### Data shown:
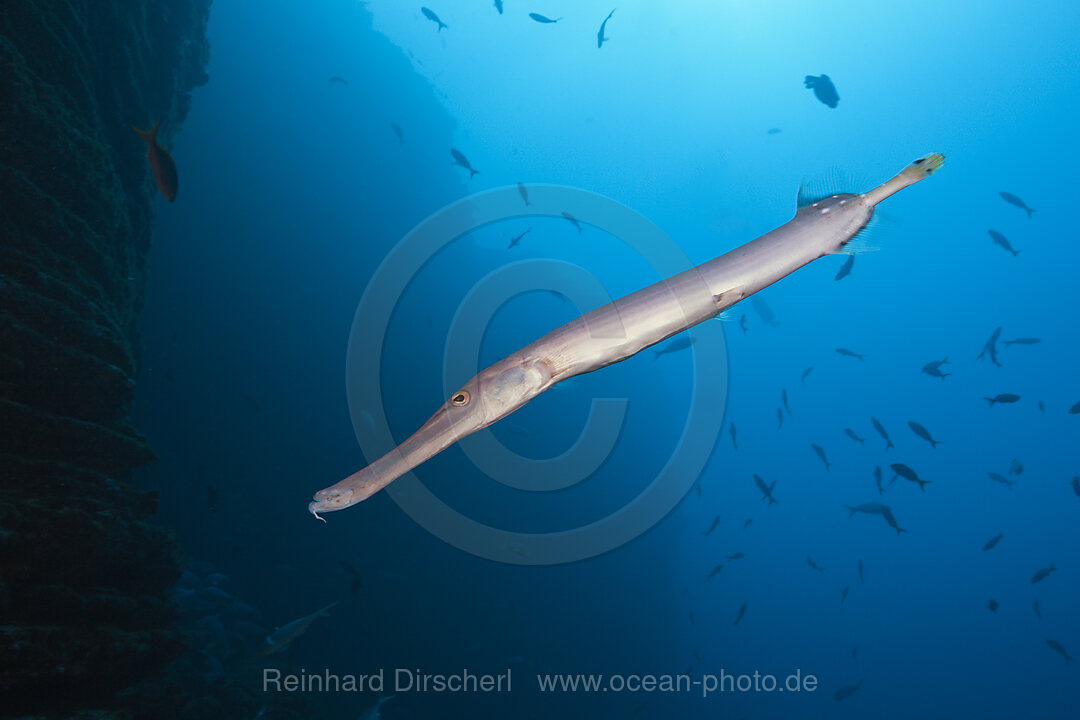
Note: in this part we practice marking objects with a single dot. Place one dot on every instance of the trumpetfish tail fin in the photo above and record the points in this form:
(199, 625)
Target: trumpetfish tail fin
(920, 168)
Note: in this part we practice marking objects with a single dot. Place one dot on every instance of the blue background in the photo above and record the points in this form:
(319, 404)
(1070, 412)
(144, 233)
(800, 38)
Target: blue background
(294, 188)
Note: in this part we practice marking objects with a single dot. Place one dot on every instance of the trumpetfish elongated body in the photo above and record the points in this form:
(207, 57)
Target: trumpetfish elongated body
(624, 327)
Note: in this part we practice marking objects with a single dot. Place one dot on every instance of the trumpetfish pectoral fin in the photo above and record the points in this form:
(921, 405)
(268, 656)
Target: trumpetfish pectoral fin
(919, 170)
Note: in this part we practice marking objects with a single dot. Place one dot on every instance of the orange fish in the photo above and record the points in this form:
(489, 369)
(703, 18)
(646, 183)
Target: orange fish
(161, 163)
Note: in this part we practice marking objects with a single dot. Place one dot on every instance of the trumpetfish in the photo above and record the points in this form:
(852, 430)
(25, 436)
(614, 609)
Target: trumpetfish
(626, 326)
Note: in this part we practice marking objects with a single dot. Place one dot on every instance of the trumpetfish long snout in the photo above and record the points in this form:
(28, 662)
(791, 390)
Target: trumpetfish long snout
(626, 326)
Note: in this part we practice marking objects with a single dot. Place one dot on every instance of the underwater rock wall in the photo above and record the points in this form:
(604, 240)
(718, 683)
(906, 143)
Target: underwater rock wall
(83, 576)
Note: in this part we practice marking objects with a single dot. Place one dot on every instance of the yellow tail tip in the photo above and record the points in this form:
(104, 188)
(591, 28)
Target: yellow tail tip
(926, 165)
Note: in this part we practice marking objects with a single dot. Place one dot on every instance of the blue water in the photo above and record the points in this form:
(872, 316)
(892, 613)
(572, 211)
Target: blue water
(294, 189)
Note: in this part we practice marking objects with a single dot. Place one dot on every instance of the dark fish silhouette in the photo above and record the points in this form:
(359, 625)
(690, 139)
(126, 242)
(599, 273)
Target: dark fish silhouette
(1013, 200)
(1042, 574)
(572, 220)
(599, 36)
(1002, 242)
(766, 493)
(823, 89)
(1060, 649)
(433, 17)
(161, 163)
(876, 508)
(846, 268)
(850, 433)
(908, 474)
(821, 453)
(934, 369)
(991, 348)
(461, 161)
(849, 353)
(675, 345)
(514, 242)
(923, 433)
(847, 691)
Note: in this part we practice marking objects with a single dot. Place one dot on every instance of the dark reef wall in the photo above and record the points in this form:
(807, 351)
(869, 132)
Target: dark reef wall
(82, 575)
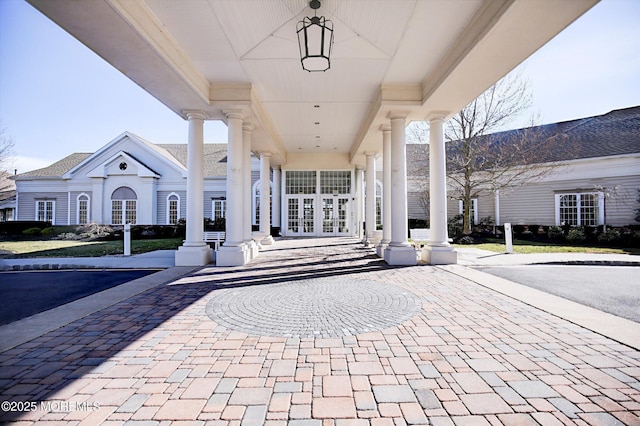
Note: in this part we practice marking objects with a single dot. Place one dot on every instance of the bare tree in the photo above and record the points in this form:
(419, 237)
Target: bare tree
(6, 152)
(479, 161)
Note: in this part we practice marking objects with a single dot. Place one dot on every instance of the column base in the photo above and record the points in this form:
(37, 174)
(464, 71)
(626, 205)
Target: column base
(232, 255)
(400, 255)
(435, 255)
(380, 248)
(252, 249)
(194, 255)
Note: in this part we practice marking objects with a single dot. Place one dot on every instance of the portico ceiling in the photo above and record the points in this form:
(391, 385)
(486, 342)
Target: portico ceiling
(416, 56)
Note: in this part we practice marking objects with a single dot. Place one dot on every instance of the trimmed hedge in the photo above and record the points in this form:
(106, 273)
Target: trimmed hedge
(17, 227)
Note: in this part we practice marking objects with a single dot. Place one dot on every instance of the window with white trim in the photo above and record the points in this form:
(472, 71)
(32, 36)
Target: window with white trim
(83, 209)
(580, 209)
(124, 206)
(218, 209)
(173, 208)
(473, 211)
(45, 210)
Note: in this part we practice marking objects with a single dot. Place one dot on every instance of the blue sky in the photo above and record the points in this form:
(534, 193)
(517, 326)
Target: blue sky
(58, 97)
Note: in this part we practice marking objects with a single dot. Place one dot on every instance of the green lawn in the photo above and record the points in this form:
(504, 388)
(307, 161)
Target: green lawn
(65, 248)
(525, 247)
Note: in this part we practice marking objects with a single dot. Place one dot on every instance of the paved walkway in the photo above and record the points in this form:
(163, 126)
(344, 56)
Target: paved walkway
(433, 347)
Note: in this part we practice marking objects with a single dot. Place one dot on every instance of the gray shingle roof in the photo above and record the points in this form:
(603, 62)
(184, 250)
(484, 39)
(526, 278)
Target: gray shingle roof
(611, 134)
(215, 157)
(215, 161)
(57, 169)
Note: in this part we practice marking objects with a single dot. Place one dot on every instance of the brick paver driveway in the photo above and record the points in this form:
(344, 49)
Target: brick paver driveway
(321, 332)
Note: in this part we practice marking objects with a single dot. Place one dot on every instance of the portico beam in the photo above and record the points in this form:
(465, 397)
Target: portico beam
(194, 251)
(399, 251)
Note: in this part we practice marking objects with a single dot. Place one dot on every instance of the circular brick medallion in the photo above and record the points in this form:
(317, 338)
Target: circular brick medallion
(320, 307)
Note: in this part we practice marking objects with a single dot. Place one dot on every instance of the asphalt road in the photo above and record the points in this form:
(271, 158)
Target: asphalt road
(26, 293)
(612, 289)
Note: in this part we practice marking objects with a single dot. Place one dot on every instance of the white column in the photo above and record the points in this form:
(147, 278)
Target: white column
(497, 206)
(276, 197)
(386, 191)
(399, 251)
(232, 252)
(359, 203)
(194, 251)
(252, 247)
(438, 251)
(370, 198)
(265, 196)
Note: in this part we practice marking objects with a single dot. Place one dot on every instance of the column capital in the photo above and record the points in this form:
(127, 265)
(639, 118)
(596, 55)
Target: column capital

### Activity:
In your copy of the listing above, every line must match exactly and no picture may appear.

### Written reply:
Note: in this part we practice marking objects with a single dot. Place one dot on every instance of the trumpetfish tail fin in the photo above and record the points in this form:
(199, 625)
Target: trumpetfish tail fin
(920, 168)
Note: in this part we practice marking objects with a single dot. Place one dot on every instance of the blue background in the photo above and record the points in this form:
(319, 404)
(1070, 412)
(144, 233)
(800, 38)
Target: blue background
(294, 188)
Note: in this part we practice marking objects with a single dot. Place one dot on every instance of the trumpetfish elongated body in the photo above and record the points in this form:
(207, 57)
Target: trumpetfish elongated body
(624, 327)
Note: in this part we practice marking objects with a single dot. Place one dot on every instance of the trumpetfish pectoral fin in the photo above and record the points in this form:
(921, 405)
(268, 656)
Target: trumpetfish pectoral fin
(919, 170)
Note: in this part we practice marking objects with a single dot. Place one dot on every instance of the orange fish in the photo above and record the points in this form:
(489, 369)
(703, 18)
(646, 183)
Target: orange fish
(161, 163)
Note: in this part we practice marking objects with a single dot. Place one dot on every instance of the trumpetfish in the photo above and record the points in this form:
(852, 430)
(25, 436)
(614, 609)
Target: trumpetfish
(626, 326)
Note: in this part we practice marking objects with a single dot. Place one dot on every instance of the trumpetfish long snout in the photo above and record the points in this form:
(28, 662)
(791, 390)
Target: trumpetfish long snout
(626, 326)
Note: in this part we practice marking objects with a single dot. Place one dot on every instance of the underwater rock wall in the photo above and record the points in this form:
(604, 240)
(718, 683)
(906, 143)
Target: underwater rock wall
(83, 576)
Note: in this part we practice marking objects with a single dot. Place one dot on every instance of the yellow tail tip in the photo above and record the points in this form:
(104, 188)
(591, 28)
Target: yellow tail tip
(926, 165)
Note: in this part we practice marking objects with a single dot. Place one dot on every instance of the blue water in the photo above and record the points in this form:
(872, 316)
(892, 613)
(572, 211)
Target: blue water
(294, 189)
Note: in this part we practice marking objects with a single dot. Place one dot on every instance of the dark fish silhouette in the photo above and record the points in this form:
(359, 625)
(690, 139)
(126, 242)
(599, 273)
Target: dark fish silhouette
(1013, 200)
(1042, 574)
(572, 220)
(599, 36)
(1002, 242)
(766, 493)
(823, 89)
(1060, 649)
(433, 17)
(161, 163)
(876, 508)
(846, 268)
(850, 433)
(908, 474)
(821, 453)
(934, 369)
(991, 348)
(461, 161)
(849, 353)
(675, 345)
(514, 242)
(923, 433)
(847, 691)
Note: in this part we practice marking objects with a single dot. Place one dot on every instance of the dark reef wall in the photo above and record the points in this form:
(807, 351)
(869, 132)
Target: dark reef wall
(82, 575)
Note: in this part we practice marking objects with a single dot. Place one dot on every instance of the bare tree in the photo above and record the points in this form:
(419, 237)
Target: bare tree
(6, 152)
(479, 161)
Note: in this part we practice marking objects with a single dot. Place one dot on every instance of the column base in the photo above and record the points in this form:
(37, 174)
(464, 71)
(626, 205)
Target: column base
(232, 255)
(400, 255)
(435, 255)
(380, 248)
(252, 249)
(194, 255)
Note: in this part we practice marking objects with a single dot. Place one dot on every instance of the portico ceiling in the photo above and record the points in this form:
(391, 385)
(486, 342)
Target: portico ceiling
(416, 56)
Note: in this part we practice marking objects with a single dot. Place one dot on every instance of the trimmed hedge in the photo above and record the points in this form:
(106, 273)
Target: trimmed hedge
(17, 227)
Note: in this part we practice marking objects with a single dot. Place one dot on every instance of the window with white trim in the photo above and record the points in this form:
(472, 71)
(32, 36)
Target: window with white trim
(83, 209)
(580, 209)
(124, 206)
(218, 209)
(173, 208)
(473, 211)
(45, 210)
Note: in this part we practice marking objects with a single dot. Place one dot on every instance of the blue sky in the photo above and record the points in this form:
(534, 193)
(517, 326)
Target: blue sky
(58, 97)
Note: in this part we practice marking objects with a single dot. Place one dot on every instance of the green lawn in the photo above and record the points in this form:
(504, 388)
(307, 161)
Target: green lawn
(65, 248)
(525, 247)
Note: in this part we practice marking objects with a single dot. Place one dot on every instance of the paved walkway in the photo above and record the points in this form:
(163, 126)
(344, 56)
Target: paved walkway
(433, 347)
Note: in this part we practice marking objects with a single dot. Place one dot on every instance of the gray shingle roof in the photo above and record the points in this form:
(603, 62)
(184, 250)
(484, 39)
(526, 278)
Target: gray shingle roof
(611, 134)
(215, 157)
(215, 161)
(57, 169)
Note: in this part we practice marking objects with a single dot. Place one dot on every instance of the brick paver driveway in the photo above and record the points in this form:
(344, 49)
Target: brick paver driveway
(321, 332)
Note: in this part we practice marking objects with a single dot. Place one dot on every instance of the portico beam in the photo above and record the points in this form:
(465, 397)
Target: portico beam
(194, 251)
(399, 251)
Note: in this part we practice marking objects with a single dot. Place one dot on every instance of the circular brick medallion in the photo above and record the points in this form:
(317, 338)
Target: circular brick medallion
(320, 307)
Note: in this part we practice marking objects with a single dot. Place one dot on every instance of the asphalt road in the photo above and record the points in this form:
(271, 158)
Target: asphalt road
(26, 293)
(612, 289)
Note: in this part we practice marking objects with a single dot. Place one dot on every instance of the white column in the photo above and record the points in this form:
(147, 278)
Target: white column
(497, 206)
(276, 197)
(386, 191)
(399, 251)
(232, 252)
(359, 203)
(194, 251)
(252, 247)
(438, 251)
(370, 198)
(265, 196)
Note: in this part we practice marking objects with a single dot. Place one dot on every instance of the column capital in the photo above and record the points in this form:
(127, 265)
(639, 118)
(596, 55)
Target: column capital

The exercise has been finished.